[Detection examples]

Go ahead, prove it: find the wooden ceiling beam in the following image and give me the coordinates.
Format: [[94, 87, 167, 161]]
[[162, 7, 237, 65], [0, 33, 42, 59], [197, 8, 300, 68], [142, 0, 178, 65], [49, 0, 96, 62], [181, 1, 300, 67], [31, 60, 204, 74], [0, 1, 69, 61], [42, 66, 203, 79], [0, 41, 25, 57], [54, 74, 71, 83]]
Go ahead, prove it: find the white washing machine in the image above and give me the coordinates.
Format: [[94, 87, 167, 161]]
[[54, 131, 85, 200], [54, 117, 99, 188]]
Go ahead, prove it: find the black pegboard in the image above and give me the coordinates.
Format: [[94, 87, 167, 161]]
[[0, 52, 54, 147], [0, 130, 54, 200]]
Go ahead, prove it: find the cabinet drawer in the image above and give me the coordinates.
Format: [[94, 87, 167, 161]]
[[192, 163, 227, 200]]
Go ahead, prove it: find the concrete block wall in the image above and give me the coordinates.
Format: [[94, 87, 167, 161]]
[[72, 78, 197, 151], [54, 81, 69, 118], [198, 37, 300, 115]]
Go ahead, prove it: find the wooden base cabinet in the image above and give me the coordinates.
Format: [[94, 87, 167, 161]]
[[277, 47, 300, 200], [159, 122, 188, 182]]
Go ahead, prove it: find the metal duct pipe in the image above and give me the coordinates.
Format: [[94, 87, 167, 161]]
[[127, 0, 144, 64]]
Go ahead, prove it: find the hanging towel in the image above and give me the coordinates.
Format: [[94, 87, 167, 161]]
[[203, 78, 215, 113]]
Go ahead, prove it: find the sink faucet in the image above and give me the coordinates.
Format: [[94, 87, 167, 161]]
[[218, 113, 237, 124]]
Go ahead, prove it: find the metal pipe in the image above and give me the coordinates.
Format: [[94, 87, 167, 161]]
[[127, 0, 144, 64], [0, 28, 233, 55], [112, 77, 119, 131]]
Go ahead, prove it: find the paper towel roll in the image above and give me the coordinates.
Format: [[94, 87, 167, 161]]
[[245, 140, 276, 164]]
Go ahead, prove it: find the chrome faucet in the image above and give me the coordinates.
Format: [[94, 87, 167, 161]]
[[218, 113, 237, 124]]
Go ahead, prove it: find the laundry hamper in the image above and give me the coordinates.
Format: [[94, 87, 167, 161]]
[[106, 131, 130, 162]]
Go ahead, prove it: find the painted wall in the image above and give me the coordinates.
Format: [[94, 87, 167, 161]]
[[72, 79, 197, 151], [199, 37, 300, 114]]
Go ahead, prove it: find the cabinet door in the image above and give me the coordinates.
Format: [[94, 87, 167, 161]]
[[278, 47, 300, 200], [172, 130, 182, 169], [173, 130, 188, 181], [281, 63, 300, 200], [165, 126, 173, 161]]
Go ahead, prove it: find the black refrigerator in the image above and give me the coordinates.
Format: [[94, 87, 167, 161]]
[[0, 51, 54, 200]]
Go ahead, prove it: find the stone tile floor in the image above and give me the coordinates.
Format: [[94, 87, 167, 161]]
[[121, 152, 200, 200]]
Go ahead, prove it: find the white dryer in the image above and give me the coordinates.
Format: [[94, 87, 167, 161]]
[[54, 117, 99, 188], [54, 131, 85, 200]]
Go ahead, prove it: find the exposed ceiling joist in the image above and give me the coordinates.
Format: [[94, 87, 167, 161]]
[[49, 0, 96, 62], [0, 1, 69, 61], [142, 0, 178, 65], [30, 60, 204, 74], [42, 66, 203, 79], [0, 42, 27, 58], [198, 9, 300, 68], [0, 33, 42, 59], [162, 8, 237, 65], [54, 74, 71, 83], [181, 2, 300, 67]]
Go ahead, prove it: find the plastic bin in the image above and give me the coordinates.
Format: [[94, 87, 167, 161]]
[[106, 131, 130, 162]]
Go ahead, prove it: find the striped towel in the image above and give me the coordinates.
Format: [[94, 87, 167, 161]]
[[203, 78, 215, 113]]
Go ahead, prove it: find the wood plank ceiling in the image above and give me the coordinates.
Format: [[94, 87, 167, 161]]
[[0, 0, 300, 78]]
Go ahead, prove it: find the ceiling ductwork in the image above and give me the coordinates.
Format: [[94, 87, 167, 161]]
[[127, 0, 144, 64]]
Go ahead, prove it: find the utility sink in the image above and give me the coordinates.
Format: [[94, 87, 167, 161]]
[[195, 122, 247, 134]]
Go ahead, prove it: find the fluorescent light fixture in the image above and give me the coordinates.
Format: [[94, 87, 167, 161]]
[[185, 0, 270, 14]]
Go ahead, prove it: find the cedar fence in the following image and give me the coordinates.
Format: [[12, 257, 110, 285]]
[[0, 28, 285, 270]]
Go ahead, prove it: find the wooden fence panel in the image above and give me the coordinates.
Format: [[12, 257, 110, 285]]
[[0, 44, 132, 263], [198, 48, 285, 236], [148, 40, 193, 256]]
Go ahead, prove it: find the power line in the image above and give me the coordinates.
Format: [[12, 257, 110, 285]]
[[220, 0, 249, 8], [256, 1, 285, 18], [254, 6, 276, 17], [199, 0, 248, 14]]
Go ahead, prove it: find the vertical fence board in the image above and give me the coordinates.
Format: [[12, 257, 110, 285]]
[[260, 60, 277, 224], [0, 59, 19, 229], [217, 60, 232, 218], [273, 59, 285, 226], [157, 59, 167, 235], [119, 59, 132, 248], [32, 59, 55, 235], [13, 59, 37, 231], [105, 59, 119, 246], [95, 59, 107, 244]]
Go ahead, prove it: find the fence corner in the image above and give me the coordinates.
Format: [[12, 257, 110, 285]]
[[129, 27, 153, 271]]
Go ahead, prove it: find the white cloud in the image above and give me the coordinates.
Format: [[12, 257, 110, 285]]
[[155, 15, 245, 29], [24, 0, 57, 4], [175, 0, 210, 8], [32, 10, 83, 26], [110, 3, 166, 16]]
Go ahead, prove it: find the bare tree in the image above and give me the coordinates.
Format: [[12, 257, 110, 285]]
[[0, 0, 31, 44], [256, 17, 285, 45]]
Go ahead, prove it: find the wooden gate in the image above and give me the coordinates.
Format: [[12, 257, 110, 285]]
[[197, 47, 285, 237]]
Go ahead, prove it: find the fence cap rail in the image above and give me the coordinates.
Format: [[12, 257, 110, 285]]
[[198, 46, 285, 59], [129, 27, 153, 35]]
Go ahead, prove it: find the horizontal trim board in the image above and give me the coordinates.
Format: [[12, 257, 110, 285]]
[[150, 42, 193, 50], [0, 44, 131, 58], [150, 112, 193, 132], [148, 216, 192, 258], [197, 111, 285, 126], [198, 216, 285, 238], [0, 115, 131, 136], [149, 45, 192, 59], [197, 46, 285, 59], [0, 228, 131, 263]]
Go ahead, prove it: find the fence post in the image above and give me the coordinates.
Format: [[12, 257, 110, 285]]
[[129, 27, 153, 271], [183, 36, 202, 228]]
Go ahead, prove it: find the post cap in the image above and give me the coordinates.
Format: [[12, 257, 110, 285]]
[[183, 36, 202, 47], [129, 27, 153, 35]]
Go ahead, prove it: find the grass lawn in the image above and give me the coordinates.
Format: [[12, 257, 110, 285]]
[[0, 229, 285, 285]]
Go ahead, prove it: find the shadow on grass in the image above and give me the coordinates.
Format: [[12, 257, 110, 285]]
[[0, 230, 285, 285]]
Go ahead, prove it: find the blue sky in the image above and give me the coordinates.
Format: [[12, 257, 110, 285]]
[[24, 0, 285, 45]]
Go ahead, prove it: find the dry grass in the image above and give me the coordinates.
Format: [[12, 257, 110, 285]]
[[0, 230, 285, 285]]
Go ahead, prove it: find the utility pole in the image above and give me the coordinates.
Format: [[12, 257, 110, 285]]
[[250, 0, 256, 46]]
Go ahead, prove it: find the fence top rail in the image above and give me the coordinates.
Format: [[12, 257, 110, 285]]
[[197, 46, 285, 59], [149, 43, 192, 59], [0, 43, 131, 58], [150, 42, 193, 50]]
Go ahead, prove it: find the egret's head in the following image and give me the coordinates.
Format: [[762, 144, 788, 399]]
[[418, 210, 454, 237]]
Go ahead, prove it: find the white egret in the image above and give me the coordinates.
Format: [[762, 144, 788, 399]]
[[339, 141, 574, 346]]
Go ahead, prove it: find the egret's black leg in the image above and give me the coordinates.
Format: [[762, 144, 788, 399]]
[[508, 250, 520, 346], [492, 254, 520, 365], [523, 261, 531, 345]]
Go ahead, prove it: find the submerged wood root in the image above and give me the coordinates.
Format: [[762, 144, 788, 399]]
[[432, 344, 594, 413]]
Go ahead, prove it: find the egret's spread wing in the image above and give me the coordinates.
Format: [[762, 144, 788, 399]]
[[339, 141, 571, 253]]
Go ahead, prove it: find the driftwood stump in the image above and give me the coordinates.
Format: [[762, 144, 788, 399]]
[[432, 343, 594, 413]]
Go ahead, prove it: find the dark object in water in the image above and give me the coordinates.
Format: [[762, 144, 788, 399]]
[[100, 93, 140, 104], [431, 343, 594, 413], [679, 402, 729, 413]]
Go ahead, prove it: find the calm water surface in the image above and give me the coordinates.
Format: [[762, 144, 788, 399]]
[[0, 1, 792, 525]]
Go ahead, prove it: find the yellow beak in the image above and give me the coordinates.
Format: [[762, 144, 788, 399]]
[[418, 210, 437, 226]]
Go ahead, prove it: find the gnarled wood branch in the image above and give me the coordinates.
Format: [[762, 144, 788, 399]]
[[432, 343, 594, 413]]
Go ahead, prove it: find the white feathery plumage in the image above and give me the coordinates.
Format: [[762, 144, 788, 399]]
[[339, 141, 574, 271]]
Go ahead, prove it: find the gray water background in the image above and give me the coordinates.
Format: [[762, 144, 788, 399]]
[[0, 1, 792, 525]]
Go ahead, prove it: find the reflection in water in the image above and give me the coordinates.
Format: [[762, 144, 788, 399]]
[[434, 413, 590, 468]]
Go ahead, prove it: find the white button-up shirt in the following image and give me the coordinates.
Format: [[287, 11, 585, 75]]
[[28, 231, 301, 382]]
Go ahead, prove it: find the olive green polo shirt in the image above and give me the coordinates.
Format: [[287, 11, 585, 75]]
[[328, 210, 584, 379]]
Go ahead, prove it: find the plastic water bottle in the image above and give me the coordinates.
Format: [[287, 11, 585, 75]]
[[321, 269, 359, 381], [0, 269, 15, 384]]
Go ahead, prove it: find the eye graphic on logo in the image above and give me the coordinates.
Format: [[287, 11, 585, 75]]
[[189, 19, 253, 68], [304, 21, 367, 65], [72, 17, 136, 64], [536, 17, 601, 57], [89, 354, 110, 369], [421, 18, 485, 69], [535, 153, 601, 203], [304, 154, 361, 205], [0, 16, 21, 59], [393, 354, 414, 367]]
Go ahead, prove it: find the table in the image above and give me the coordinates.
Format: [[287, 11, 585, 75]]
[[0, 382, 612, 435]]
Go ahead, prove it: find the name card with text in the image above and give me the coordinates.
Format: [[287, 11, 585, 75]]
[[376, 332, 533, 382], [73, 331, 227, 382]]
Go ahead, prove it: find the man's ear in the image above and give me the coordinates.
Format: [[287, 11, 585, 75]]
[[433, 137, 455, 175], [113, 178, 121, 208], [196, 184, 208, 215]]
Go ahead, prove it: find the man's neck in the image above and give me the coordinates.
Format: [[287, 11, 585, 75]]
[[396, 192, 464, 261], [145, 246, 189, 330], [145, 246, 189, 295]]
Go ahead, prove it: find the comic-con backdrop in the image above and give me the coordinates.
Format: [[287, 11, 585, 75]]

### TASK:
Take the part of the rows above that runs from their first line through the line containing "[[54, 131, 85, 200], [54, 117, 99, 188]]", including both ends, and render it as a JSON list of strings with one string per line and no blank lines.

### THE COMPLETED TASK:
[
  "Go ahead, prove it: find the wooden ceiling beam in the following image and give me the coordinates.",
  "Format: [[94, 87, 167, 161]]",
  "[[162, 7, 237, 65], [0, 33, 42, 59], [197, 8, 300, 68], [142, 0, 178, 65], [49, 0, 96, 62], [181, 1, 300, 67], [31, 60, 204, 74], [0, 1, 69, 61], [42, 66, 203, 79], [0, 41, 25, 57], [54, 74, 71, 83]]",
  "Go ahead, prove it: find the white washing machine in the image above and give me the coordinates.",
  "Format: [[94, 87, 167, 161]]",
  "[[54, 131, 85, 200], [54, 117, 99, 188]]"
]